(The data)

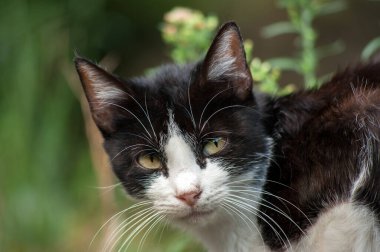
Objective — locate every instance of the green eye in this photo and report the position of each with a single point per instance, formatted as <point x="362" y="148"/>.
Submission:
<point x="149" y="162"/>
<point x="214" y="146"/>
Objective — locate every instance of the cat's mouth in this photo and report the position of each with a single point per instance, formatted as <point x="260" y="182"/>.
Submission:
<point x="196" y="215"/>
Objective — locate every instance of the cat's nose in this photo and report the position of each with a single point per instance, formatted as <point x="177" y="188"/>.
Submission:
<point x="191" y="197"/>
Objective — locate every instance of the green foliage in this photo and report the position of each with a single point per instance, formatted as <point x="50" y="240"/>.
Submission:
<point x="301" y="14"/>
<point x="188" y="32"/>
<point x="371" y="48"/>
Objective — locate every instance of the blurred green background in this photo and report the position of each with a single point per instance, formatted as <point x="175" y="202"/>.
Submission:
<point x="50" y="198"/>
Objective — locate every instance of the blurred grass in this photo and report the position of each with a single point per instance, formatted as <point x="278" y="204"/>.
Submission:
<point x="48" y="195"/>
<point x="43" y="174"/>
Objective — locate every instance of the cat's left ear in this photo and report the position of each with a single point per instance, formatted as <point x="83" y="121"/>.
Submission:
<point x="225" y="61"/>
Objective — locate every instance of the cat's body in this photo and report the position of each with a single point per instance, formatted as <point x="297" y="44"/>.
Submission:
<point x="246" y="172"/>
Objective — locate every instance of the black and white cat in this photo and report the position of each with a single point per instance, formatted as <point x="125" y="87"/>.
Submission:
---
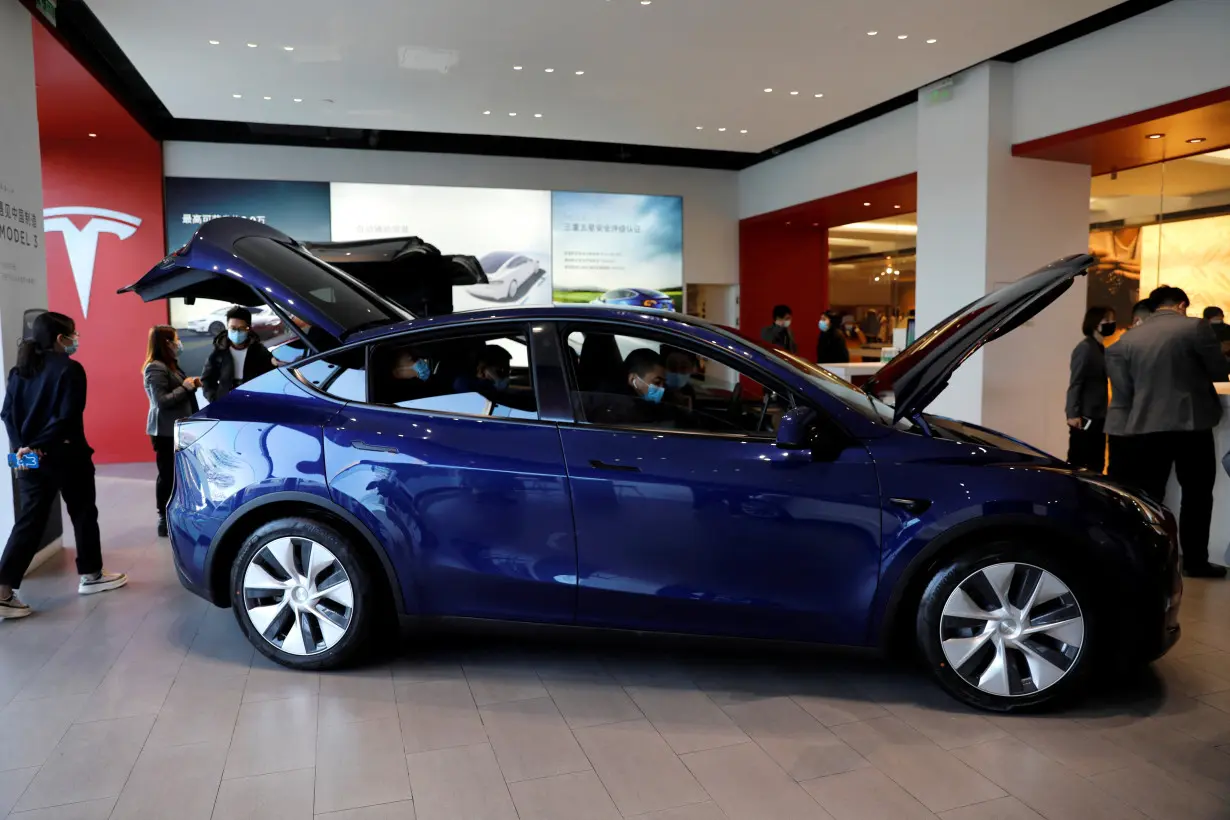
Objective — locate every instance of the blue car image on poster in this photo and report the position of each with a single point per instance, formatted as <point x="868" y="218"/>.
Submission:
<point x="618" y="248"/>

(Problem to work on) Tally how many lines of the listing above include the string "blurred", and report that figure by itself.

(Response area) 2